Assigned task: Once the images are removed, repeat all of the entries exactly.

[[ Material provided, beginning ]]

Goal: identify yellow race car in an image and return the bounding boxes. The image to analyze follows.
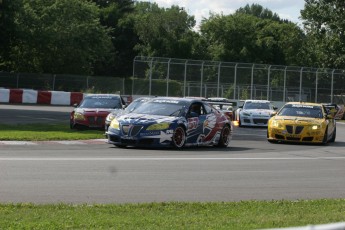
[267,102,336,144]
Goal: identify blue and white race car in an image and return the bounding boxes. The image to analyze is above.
[235,100,277,127]
[106,97,232,149]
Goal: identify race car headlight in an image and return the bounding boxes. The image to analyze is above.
[271,120,283,128]
[147,123,170,130]
[74,112,85,120]
[311,125,320,130]
[241,112,251,116]
[106,113,116,122]
[110,119,120,130]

[[ Material provided, end ]]

Result for this task:
Goal: identify yellow race car in an image and return the bounding boxes. The image to analyze follows.
[267,102,336,144]
Goal: identify blue and white race car in an image and return the bounding boxes. The image to analyze is above.
[235,100,277,127]
[106,97,232,149]
Goal: identify race car headlight in an image and return the bounding boxes. The image to analyze is above.
[271,120,283,128]
[147,123,170,130]
[74,112,85,120]
[311,125,320,130]
[241,112,251,116]
[106,113,116,122]
[110,119,120,130]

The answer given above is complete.